TASK DETAILS: Each entry below must be repeated exactly, with pictures left out.

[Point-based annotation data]

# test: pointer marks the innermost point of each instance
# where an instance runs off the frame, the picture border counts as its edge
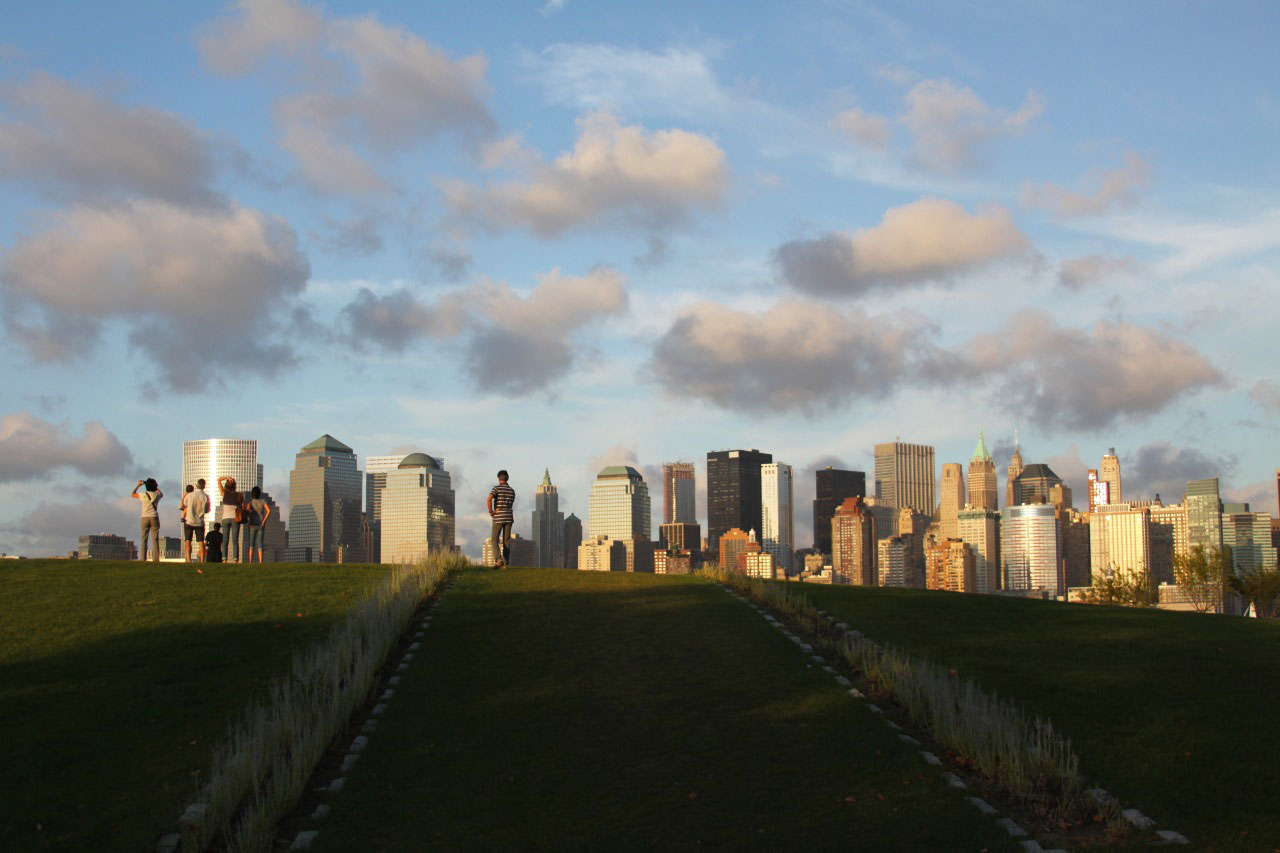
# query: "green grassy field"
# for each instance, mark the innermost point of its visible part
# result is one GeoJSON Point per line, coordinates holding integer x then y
{"type": "Point", "coordinates": [117, 679]}
{"type": "Point", "coordinates": [1175, 714]}
{"type": "Point", "coordinates": [554, 708]}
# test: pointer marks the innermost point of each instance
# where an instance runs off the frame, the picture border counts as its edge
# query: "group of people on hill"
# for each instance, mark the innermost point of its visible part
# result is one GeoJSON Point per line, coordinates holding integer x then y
{"type": "Point", "coordinates": [243, 515]}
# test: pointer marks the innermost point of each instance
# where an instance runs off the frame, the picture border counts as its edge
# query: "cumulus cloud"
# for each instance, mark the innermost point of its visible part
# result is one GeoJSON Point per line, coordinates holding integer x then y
{"type": "Point", "coordinates": [32, 447]}
{"type": "Point", "coordinates": [1078, 273]}
{"type": "Point", "coordinates": [616, 173]}
{"type": "Point", "coordinates": [949, 123]}
{"type": "Point", "coordinates": [927, 240]}
{"type": "Point", "coordinates": [1111, 190]}
{"type": "Point", "coordinates": [796, 355]}
{"type": "Point", "coordinates": [865, 128]}
{"type": "Point", "coordinates": [512, 342]}
{"type": "Point", "coordinates": [1083, 378]}
{"type": "Point", "coordinates": [80, 144]}
{"type": "Point", "coordinates": [196, 287]}
{"type": "Point", "coordinates": [385, 89]}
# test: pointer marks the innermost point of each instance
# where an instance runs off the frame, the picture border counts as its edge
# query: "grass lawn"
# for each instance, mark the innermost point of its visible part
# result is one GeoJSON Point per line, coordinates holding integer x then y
{"type": "Point", "coordinates": [553, 708]}
{"type": "Point", "coordinates": [117, 679]}
{"type": "Point", "coordinates": [1175, 714]}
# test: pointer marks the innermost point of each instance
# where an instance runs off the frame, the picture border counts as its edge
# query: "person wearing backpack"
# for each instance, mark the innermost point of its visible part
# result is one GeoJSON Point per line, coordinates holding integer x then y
{"type": "Point", "coordinates": [259, 511]}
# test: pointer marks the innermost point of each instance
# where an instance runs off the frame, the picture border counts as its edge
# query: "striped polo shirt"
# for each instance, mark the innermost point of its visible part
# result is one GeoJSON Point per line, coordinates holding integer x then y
{"type": "Point", "coordinates": [503, 498]}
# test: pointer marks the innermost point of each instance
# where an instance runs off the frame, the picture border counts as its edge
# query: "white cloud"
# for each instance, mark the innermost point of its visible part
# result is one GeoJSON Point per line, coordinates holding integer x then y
{"type": "Point", "coordinates": [32, 447]}
{"type": "Point", "coordinates": [927, 240]}
{"type": "Point", "coordinates": [1112, 190]}
{"type": "Point", "coordinates": [615, 174]}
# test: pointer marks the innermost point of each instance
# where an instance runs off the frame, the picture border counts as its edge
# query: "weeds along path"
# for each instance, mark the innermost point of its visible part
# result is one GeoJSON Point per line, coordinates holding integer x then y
{"type": "Point", "coordinates": [570, 708]}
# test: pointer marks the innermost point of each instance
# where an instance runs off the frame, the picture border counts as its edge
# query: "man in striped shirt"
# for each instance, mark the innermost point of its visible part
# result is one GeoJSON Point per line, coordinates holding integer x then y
{"type": "Point", "coordinates": [502, 498]}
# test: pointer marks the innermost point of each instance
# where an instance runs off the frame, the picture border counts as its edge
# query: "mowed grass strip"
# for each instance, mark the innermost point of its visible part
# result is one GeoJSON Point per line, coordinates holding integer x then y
{"type": "Point", "coordinates": [1175, 714]}
{"type": "Point", "coordinates": [117, 679]}
{"type": "Point", "coordinates": [554, 708]}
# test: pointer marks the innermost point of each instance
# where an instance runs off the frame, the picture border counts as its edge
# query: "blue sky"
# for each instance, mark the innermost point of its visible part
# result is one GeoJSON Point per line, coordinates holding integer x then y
{"type": "Point", "coordinates": [568, 235]}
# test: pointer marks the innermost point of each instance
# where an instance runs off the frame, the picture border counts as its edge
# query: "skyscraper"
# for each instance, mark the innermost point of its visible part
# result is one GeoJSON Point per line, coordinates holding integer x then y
{"type": "Point", "coordinates": [1109, 471]}
{"type": "Point", "coordinates": [208, 459]}
{"type": "Point", "coordinates": [1015, 468]}
{"type": "Point", "coordinates": [732, 492]}
{"type": "Point", "coordinates": [679, 488]}
{"type": "Point", "coordinates": [904, 475]}
{"type": "Point", "coordinates": [1031, 548]}
{"type": "Point", "coordinates": [417, 510]}
{"type": "Point", "coordinates": [618, 506]}
{"type": "Point", "coordinates": [548, 525]}
{"type": "Point", "coordinates": [777, 528]}
{"type": "Point", "coordinates": [324, 500]}
{"type": "Point", "coordinates": [983, 488]}
{"type": "Point", "coordinates": [951, 500]}
{"type": "Point", "coordinates": [853, 544]}
{"type": "Point", "coordinates": [831, 487]}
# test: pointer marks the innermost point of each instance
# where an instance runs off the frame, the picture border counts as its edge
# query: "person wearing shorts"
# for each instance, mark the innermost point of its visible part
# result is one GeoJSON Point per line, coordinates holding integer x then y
{"type": "Point", "coordinates": [502, 501]}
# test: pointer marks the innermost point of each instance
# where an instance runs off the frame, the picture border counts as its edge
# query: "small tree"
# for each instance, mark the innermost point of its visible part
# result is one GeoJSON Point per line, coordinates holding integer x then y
{"type": "Point", "coordinates": [1203, 575]}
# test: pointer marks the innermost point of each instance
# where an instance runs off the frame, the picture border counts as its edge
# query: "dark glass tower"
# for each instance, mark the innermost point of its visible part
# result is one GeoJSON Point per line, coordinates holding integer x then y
{"type": "Point", "coordinates": [732, 492]}
{"type": "Point", "coordinates": [832, 486]}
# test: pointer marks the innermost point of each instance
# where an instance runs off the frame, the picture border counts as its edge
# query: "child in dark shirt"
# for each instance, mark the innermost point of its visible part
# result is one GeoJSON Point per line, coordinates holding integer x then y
{"type": "Point", "coordinates": [214, 543]}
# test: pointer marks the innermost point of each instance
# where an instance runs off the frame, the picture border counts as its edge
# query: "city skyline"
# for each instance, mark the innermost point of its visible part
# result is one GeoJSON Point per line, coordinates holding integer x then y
{"type": "Point", "coordinates": [570, 237]}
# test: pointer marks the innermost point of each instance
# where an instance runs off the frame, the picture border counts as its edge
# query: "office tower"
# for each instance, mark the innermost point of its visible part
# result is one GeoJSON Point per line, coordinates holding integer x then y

EXPECTED ANSWER:
# test: pointer marks the innermost point of each instance
# where an instance runs off the frame, the picture border counts as its edge
# query: "green grassy field"
# for each instance, mark the innermost point of its visible part
# result is one GeoJSON Point per line, coordinates holding integer x then y
{"type": "Point", "coordinates": [117, 679]}
{"type": "Point", "coordinates": [1175, 714]}
{"type": "Point", "coordinates": [554, 708]}
# test: pointer marks the innermost point of each instance
# where an instance runs off the frame, the picture border counts as its edge
# query: "group of people on hill"
# for each instance, mark the innermost point of its visible part
# result is one GeoJSON Point per line, coordinates holding integer x then y
{"type": "Point", "coordinates": [243, 515]}
# test: pointer marks the innermost point of each instance
# where an instance runs off the frame, the picture border counts as its edge
# query: "cumulus cloud"
# for each instance, mark the innermost point of its visible part
# result is one GeoJSON Point per line, coordinates holding integer x then y
{"type": "Point", "coordinates": [32, 447]}
{"type": "Point", "coordinates": [1078, 273]}
{"type": "Point", "coordinates": [616, 173]}
{"type": "Point", "coordinates": [949, 123]}
{"type": "Point", "coordinates": [927, 240]}
{"type": "Point", "coordinates": [1111, 190]}
{"type": "Point", "coordinates": [796, 355]}
{"type": "Point", "coordinates": [865, 128]}
{"type": "Point", "coordinates": [512, 342]}
{"type": "Point", "coordinates": [1083, 378]}
{"type": "Point", "coordinates": [80, 144]}
{"type": "Point", "coordinates": [196, 287]}
{"type": "Point", "coordinates": [385, 89]}
# test: pointer marks the innermost point of each instance
# where an instance runs off the frame, the picture border counts as its edge
# query: "grass lawn"
# for each instance, mark the innermost point of its visible part
# result is one GeoJSON Point per line, coordinates holding integer x then y
{"type": "Point", "coordinates": [553, 708]}
{"type": "Point", "coordinates": [117, 679]}
{"type": "Point", "coordinates": [1175, 714]}
# test: pointer marks the innermost point of each instance
# where an instance runs off the frame, the picture border counts as its edge
# query: "person wearing backpack"
# for each instance, mark the innermost point of its visible part
# result is one GeoJSON Point per line, coordinates holding integer x then y
{"type": "Point", "coordinates": [259, 511]}
# test: pointer marks the innermost point of each instance
# where an instance runs off the frame, the picture border counts as its edge
# query: "striped polo shirt"
# for each instance, mark the innermost point of its visible part
# result is one GeoJSON Point per line, coordinates holding integer x then y
{"type": "Point", "coordinates": [503, 498]}
# test: pointer marks the innermost point of each instance
# where an instance runs off the frame, the picture border counts as its edge
# query: "white cloud"
# for each instance, mark the innermost point of its visible part
# result is one GeoJSON Point per line, coordinates holding integer x then y
{"type": "Point", "coordinates": [32, 447]}
{"type": "Point", "coordinates": [927, 240]}
{"type": "Point", "coordinates": [1112, 190]}
{"type": "Point", "coordinates": [615, 174]}
# test: pointer marks the innermost point of each instance
# where an instance runs off the frame, the picture border counts as its edge
# query: "weeds along path"
# for each instance, mark the innermost point of its visible part
# result is one GeoJSON Point per line, coordinates holding integer x then y
{"type": "Point", "coordinates": [570, 708]}
# test: pointer marks the innermost point of each instance
# where an instance runs off the frame, the picture border counts as its edge
# query: "man in striped shirt"
# for each instance, mark the innermost point of its visible part
# result is one GeoJSON Point per line, coordinates holding integer x then y
{"type": "Point", "coordinates": [502, 498]}
# test: pointer marks the innermost point of each instance
# where an instance runs off the frame, the picture border counts as its edge
# query: "mowed grass strip"
# for each instance, mark the innermost point of its visible part
# result is one GeoJSON Point per line, coordinates holding integer x then y
{"type": "Point", "coordinates": [1175, 714]}
{"type": "Point", "coordinates": [117, 679]}
{"type": "Point", "coordinates": [554, 708]}
# test: pointer marks the innermost point of each instance
# where an instance runs off the frame, the picture border counts as its edge
# query: "blue sky"
# for each instance, mark the innermost point of its visible part
# result is one GeoJSON Point per line, coordinates holding integer x then y
{"type": "Point", "coordinates": [568, 235]}
# test: pointer marks the innermost point of each instance
# where an instance runs off the frame, the picture border counts as its edge
# query: "skyscraper"
# for each instance, mark the innermost point of its visible part
# result is one GeoJSON Point per line, coordinates holding integer x then y
{"type": "Point", "coordinates": [1109, 471]}
{"type": "Point", "coordinates": [208, 459]}
{"type": "Point", "coordinates": [1015, 468]}
{"type": "Point", "coordinates": [732, 492]}
{"type": "Point", "coordinates": [679, 488]}
{"type": "Point", "coordinates": [904, 475]}
{"type": "Point", "coordinates": [1031, 548]}
{"type": "Point", "coordinates": [417, 510]}
{"type": "Point", "coordinates": [618, 506]}
{"type": "Point", "coordinates": [548, 525]}
{"type": "Point", "coordinates": [777, 528]}
{"type": "Point", "coordinates": [324, 500]}
{"type": "Point", "coordinates": [983, 488]}
{"type": "Point", "coordinates": [951, 500]}
{"type": "Point", "coordinates": [853, 544]}
{"type": "Point", "coordinates": [831, 487]}
# test: pointer marks the innermost point of each instance
# where an instance runs off the frame, the picture border counts as its edge
# query: "person wearing shorts"
# for each instance, mark the innermost point of its visible part
# result is one GeoJSON Point per line, coordinates holding integer x then y
{"type": "Point", "coordinates": [502, 501]}
# test: pointer marks the innermost point of each instance
# where an instance runs off the frame, the picture border counts as its edge
# query: "small tree"
# for each instance, mark the innermost point of its visible part
# result is one GeoJSON Point per line, coordinates holding integer x then y
{"type": "Point", "coordinates": [1203, 575]}
# test: pointer marks the innermost point of each instance
# where an instance runs off the frame, the picture border counts as its edge
# query: "dark glass tower"
# for each instance, mark the innermost point of its visible part
# result is one GeoJSON Point per line, coordinates holding integer x then y
{"type": "Point", "coordinates": [732, 492]}
{"type": "Point", "coordinates": [832, 486]}
# test: pointer marks the innermost point of each instance
# where an instance runs off the frame, the picture border counts as its edge
# query: "child in dark shirt"
# for each instance, mark the innermost point of its visible part
# result is one GeoJSON Point per line, coordinates holding integer x then y
{"type": "Point", "coordinates": [214, 543]}
# test: pointer marks the innermost point of each instance
# where an instance runs off the frame, the picture border counts as its edge
# query: "city skyline"
# for each instance, mark the innermost point of its visible part
# result is one GeoJSON Point per line, coordinates holding integer x then y
{"type": "Point", "coordinates": [570, 237]}
# test: pointer marks the innermost point of each instance
# where an instance runs off the frame, the picture border counts as its edge
# query: "office tower"
# for each instance, mark the innermost point of its visible part
# result is one GeoJSON Point per line, coordinates holding integer x then y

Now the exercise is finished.